## Your objective
Please reproduce the data below with "weathered stone block" swapped for "cracked granite slab", keeping everything else the same.

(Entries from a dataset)
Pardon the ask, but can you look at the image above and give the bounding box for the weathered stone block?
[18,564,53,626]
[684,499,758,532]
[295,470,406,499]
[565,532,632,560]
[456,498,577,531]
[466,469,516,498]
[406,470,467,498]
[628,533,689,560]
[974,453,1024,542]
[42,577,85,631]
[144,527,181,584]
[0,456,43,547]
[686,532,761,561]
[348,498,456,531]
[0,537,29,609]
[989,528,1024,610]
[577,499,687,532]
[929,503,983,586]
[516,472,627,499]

## Exercise result
Pardon the ask, but can you look at the image above and give the bounding box for the cracked granite slab?
[18,564,53,626]
[684,499,758,532]
[295,470,406,499]
[565,532,632,560]
[456,498,577,531]
[466,469,516,498]
[406,470,467,498]
[628,533,689,560]
[974,453,1024,542]
[42,577,85,631]
[144,527,181,584]
[0,456,43,547]
[686,532,761,561]
[348,498,456,531]
[0,537,29,609]
[989,528,1024,610]
[577,499,687,532]
[929,503,983,586]
[516,472,627,499]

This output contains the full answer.